◆ **WHAT IS EXPECTED**
I would like each line of the data that holds the word "sunset" copied out.

--------

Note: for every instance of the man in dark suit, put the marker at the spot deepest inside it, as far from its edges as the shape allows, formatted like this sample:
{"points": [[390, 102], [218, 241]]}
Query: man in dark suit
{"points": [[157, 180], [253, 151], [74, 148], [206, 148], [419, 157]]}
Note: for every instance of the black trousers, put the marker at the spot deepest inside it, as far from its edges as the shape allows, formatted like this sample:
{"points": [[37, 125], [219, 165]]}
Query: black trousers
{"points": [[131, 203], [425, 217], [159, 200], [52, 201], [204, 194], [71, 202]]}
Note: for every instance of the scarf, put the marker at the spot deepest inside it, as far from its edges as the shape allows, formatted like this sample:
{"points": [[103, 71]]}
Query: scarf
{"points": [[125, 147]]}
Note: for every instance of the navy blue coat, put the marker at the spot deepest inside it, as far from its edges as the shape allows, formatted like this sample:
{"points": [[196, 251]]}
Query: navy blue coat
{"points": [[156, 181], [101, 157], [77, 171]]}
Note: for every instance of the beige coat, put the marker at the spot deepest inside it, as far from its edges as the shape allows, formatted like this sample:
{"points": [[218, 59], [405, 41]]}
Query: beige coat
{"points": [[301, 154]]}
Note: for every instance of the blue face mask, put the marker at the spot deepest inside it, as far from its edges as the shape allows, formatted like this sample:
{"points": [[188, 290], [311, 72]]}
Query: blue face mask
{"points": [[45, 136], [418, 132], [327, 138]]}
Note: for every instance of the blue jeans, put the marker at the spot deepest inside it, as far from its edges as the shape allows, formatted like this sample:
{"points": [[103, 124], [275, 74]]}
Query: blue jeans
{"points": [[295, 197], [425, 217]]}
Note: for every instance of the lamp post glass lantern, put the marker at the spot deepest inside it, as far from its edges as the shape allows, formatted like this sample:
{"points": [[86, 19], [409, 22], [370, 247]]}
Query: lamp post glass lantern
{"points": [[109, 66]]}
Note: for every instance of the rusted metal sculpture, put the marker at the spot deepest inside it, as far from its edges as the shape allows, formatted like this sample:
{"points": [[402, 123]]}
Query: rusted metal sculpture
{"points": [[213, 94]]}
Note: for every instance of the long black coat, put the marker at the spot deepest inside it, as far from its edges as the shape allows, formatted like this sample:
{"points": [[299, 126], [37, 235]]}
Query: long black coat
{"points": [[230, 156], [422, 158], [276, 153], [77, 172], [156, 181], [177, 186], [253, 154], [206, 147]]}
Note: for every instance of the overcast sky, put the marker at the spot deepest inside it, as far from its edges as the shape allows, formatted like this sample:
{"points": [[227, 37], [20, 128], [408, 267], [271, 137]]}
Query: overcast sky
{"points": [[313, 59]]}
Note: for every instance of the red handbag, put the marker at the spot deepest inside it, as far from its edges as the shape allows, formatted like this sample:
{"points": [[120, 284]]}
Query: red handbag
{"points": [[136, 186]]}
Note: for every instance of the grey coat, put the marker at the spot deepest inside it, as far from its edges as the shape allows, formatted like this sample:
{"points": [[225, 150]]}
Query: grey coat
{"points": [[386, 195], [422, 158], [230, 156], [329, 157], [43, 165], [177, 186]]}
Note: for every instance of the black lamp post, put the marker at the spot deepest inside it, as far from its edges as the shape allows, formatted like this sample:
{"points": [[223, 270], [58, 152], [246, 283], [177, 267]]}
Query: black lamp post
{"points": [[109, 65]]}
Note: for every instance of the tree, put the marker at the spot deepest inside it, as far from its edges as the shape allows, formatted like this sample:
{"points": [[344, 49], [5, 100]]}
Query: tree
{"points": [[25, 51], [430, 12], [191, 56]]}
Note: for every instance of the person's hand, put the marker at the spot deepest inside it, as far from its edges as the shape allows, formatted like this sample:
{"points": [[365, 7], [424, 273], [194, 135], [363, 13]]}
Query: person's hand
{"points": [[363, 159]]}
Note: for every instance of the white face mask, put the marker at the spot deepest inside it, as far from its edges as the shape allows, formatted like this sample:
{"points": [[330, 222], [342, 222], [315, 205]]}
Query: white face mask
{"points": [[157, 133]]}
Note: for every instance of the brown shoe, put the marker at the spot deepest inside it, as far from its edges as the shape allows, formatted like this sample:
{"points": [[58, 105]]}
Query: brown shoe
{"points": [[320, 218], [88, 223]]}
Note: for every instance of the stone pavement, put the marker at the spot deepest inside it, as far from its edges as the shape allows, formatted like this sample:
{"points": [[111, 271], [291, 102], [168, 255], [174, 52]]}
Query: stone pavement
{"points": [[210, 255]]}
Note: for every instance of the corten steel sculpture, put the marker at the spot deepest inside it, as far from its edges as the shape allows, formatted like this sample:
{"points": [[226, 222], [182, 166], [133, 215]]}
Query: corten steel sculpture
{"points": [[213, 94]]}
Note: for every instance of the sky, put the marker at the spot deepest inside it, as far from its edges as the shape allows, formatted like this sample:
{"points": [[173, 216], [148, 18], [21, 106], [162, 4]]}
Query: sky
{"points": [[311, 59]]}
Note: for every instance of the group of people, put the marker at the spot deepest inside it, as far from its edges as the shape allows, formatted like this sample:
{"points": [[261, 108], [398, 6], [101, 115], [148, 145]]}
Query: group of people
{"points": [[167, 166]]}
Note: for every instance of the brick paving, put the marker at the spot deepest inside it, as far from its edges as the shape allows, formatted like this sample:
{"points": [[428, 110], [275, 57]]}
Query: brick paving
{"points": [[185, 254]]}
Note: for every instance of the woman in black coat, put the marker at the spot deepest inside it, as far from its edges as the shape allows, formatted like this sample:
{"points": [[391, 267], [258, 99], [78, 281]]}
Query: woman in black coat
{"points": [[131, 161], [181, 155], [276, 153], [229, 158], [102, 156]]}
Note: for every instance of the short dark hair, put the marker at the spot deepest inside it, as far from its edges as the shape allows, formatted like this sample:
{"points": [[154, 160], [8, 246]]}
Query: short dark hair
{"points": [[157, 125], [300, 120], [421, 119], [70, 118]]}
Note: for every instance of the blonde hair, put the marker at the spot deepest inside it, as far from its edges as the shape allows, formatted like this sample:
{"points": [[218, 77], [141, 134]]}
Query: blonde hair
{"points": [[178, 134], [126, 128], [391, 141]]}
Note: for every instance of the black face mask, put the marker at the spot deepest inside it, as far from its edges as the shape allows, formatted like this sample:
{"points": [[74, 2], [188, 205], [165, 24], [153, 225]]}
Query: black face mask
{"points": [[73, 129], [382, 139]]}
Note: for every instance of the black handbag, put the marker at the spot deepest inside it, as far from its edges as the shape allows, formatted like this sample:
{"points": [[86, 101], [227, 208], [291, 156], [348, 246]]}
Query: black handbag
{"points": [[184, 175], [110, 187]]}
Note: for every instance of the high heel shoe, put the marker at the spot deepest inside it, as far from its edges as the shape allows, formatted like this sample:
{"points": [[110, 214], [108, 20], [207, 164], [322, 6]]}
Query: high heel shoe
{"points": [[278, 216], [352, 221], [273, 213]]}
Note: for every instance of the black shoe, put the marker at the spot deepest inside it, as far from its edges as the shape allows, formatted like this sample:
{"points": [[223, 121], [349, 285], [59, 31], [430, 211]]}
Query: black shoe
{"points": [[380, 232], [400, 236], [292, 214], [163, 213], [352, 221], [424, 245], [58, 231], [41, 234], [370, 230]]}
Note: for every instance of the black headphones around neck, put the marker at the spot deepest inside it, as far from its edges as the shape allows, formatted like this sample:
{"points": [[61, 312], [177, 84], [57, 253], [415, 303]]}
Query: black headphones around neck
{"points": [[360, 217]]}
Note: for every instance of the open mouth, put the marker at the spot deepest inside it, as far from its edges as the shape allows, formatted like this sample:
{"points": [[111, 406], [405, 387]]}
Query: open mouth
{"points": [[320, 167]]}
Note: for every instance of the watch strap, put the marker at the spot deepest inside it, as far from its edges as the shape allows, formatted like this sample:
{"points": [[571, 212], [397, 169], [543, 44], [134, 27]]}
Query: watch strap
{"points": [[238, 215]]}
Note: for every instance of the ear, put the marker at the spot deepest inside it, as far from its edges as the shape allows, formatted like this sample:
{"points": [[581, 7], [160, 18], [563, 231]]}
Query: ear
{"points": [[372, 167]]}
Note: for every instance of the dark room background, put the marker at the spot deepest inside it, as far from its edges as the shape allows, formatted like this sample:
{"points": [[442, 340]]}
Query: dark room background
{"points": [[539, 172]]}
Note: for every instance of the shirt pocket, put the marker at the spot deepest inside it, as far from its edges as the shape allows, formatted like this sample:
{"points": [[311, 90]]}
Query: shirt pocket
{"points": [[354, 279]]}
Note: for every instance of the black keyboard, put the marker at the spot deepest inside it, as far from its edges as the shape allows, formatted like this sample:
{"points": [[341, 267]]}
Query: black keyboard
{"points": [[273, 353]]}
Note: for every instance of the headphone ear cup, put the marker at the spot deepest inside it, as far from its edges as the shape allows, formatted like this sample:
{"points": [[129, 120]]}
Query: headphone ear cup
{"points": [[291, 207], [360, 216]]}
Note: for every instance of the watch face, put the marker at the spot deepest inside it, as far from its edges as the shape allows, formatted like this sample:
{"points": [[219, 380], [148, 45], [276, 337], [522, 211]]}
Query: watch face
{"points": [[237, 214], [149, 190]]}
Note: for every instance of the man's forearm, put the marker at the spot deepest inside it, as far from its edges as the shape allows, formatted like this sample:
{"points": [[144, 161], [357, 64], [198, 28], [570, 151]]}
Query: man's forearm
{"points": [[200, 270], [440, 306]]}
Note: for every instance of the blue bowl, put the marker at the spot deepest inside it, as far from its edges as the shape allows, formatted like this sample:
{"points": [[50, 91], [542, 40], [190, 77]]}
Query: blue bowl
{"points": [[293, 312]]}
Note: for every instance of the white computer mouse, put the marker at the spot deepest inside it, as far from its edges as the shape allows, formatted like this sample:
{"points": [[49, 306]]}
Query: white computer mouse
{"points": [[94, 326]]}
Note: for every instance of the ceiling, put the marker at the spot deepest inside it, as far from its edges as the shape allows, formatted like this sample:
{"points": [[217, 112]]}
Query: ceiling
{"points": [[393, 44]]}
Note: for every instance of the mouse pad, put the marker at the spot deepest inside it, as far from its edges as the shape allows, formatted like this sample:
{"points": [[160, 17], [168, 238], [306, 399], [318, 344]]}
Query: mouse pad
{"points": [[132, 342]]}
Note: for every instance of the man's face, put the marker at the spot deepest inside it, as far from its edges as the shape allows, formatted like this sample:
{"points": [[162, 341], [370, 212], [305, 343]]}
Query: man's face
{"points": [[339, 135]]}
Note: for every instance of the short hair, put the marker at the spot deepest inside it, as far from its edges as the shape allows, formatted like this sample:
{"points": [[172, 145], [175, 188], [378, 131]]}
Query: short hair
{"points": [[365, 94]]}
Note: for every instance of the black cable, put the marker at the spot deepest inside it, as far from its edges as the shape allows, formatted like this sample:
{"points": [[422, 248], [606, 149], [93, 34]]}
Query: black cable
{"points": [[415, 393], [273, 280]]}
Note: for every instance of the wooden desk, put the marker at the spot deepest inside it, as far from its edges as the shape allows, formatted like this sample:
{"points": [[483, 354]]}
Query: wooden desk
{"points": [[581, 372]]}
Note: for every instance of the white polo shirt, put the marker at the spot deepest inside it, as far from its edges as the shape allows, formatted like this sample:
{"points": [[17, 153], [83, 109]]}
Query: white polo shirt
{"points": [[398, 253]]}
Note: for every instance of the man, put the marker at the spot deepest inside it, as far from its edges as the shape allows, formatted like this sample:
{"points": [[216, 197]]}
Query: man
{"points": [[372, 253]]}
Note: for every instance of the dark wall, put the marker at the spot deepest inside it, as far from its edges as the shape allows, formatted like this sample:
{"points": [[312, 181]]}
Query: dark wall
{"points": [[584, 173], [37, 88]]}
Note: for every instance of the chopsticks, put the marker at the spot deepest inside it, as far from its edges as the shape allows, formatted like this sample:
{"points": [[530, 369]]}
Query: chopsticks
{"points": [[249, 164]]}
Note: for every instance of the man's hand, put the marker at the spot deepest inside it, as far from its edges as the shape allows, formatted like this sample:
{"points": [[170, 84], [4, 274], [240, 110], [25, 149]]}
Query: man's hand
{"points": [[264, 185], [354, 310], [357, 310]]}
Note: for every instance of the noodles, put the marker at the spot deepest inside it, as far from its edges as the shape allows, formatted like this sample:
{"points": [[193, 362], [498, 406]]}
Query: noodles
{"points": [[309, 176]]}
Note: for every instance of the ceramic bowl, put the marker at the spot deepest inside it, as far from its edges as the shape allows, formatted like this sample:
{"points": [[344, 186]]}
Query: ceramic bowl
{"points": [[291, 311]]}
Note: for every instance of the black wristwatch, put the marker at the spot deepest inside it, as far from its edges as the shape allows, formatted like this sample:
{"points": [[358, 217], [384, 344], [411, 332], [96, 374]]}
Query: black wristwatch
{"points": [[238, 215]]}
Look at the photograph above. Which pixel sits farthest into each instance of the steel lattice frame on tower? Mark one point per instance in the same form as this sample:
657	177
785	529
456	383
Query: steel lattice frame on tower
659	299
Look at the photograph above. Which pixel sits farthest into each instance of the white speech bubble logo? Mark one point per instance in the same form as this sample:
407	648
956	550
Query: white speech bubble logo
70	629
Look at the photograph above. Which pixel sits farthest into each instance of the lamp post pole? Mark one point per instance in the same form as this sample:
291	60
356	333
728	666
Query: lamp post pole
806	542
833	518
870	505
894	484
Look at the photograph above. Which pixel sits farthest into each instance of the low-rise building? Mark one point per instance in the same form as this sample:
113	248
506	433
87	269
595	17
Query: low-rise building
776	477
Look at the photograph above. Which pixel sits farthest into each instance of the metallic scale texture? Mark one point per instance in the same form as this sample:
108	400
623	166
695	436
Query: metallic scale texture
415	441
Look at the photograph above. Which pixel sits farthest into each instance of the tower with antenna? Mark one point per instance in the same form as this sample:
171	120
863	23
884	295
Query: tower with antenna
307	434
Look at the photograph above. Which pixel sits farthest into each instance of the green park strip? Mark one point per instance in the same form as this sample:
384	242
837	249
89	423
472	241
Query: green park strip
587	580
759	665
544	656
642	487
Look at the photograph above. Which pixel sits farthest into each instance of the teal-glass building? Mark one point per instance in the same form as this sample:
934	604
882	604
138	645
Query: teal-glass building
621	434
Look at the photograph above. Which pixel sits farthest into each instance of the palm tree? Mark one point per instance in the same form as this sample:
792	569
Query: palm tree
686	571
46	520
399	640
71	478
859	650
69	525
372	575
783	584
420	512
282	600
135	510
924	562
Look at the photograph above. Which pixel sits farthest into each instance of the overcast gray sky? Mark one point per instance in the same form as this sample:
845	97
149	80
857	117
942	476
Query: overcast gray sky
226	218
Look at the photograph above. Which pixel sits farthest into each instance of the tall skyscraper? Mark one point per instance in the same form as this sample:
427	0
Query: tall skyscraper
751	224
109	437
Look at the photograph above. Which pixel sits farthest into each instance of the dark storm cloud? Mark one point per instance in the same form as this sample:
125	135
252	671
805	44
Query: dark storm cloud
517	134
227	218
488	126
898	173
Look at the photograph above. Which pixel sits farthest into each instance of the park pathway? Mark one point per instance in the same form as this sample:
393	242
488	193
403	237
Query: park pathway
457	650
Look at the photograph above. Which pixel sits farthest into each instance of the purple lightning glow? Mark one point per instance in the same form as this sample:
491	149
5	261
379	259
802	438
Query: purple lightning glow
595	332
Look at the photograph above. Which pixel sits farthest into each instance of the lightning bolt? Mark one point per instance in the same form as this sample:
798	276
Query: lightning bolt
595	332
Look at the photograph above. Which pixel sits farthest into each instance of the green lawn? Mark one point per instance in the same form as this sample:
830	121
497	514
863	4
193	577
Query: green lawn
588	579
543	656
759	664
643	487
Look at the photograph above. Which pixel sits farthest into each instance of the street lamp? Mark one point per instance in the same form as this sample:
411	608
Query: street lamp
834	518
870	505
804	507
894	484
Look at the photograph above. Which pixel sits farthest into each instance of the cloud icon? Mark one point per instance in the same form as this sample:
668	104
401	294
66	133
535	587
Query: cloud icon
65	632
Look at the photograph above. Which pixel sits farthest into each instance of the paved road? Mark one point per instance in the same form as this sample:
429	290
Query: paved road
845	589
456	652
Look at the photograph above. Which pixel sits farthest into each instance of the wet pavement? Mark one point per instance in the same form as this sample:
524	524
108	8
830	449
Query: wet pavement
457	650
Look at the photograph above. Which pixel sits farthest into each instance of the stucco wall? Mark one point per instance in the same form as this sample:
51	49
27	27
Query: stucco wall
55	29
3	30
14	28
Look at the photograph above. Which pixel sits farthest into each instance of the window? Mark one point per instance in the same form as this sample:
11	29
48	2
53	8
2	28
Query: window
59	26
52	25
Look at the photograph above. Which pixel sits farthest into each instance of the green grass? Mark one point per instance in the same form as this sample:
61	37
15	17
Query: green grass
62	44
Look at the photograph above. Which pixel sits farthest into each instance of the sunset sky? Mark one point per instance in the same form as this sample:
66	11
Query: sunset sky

--------

◆ **RESPONSE AREA**
Look at the photograph above. Which pixel sits farthest into each instance of the sunset sky? Mark one point per instance in the same form as this sample:
Query: sunset sky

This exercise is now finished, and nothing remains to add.